**Zadania do wykonania:**
a) Ile przed ujściem Drzewiczki do Pilicy wybrano miejsce połowu w opowieści o kontakcie z dubeltówką?
b) Podaj dalszy ciąg opowieści o kontakcie z dubeltówką, zaczynając od miejsca, w którym się kończy.
----- Fragment tekstu -----
Kontakt z dubeltówką
Może to sen był, a może jawa, czyli opowieść o ... bliskim kontakcie z dubeltówką
Kiedy zapuka do głowy nostalgia i rad człowiek powzdychać do dawnych dobrych czasów, wtedy zaczyna grzebać w pamięci, próbując wyłuskać z jej zakamarków wspomnienie przeżytej, ciekawej przygody. Jakby potwierdzając prawdę zawartą w starym porzekadle: „uderz w stół, a nożyce się odezwą”, uderzyłem się, to znaczy postukałem w czoło i zaraz przypomniała mi się jedna z nich.
Czasy to były odległe, bo jeszcze pachnące latami szkoły średniej. Jesień kołatała do wrót kalendarza, złote łany zbóż doczekały się żniw, a tu niewymowną część ciała żal ściska, bo to koniec wakacji i pora wracać do przebrzydłej szkolnej ławy, co tym samym oznaczało koniec laby. Cóż! Ostatnie to już zatem nasze letnie połowy.
Siedzę z moim bratem Michałem i kuzynem Grzegorzem nad urokliwą rzeką Drzewiczką, wijącą się pomiędzy kolumnami osadzonych na jej brzegach potężnych drzew. To zapewne ze względu na ich znaczną liczebność otrzymała taką nazwę. A skąd jej urok? Oto olchy obmywają swe korzenie, pochylając się przy tym nad wodą, a ich korony tworzą nad nią malowniczy baldachim.
Postanowiliśmy łowić na przyujściowym odcinku, około pół kilometra przed zetknięciem się jej z Pilicą. Wybraliśmy odcinek brzegu, gdzie miejsca do łowienia są blisko siebie, toteż żeby słyszeć się wzajemnie, nie musimy podnosić głosu. I o to chodzi, bo czym ciszej, tym piękniej jest wypoczywać.
----- Dostarczone dane -----
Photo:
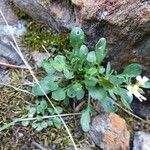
-----
**Odpowiedzi końcowe:**
a) Około pół kilometra przed ujściem do Pilicy.

b)
Rzeka ma w tym miejscu dobre piętnaście – dwadzieścia metrów szerokości, a przed nami, pod przeciwległym brzegiem, długa, głęboka rynna i tam dostrzegamy duże stado jelców. Siedząc ukryci w osłonie zieleni jesteśmy z pewnością dla ryb niewidoczni, bo nie uciekają. Pogoda wymarzona, nic tylko łowić.
Zaczynamy! Co chwila któryś z nas wyciąga jedną z nich. Fakt, że nie dzieje się to raz za razem, trzeba trochę czekać. Widocznie rozpraszają się na chwilę i po niedługim czasie powracają. Zapewne zmusza ich do tego konieczność, bo ta głęboka rynna jest jedyną w pobliżu dobrych stu metrów. Reszta rzeki to woda ledwie sięgająca do kolan.
Mijają może dwie godziny, jak już łowimy, kiedy po drugiej stronie rzeki, na terenie przyległych do niej stawów hodowlanych gospodarstwa rybackiego rozlegają się strzały i po chwili słyszę głos Grześka:
- Oho, polowanie!
Znam temat, więc odpowiadam:
- Kaczki tłuką!
Strzały zaczynają się nasilać, a ich źródło jakby zbliżać. Grześ zna tu każde łowisko i panujące obyczaje, ale wyraźnie coś go nęka, bo po chwili kręci z niedowierzaniem głową i zaraz dzieli się wątpliwościami:
- Chyba za blisko strzelają…
Zapatrzony w płynący po powierzchni spławik, który właśnie zaczyna sygnalizować mi kolejne branie, cedzę:
- No…chyba…tu nie dojdą… droga blisko…
- Nie powinni!
To, że nie powinni, to i on wie, i ja. Łowczy powinien wiedzieć także. Kilka metrów za naszymi plecami ciągnie się przecież powiatowa droga, po której poruszają się również piesi wędrujący od lub do pobliskiego przystanku PKS. Tymczasem bliskość strzałów wskazuje na to, że myśliwi są od nas na rzut beretem.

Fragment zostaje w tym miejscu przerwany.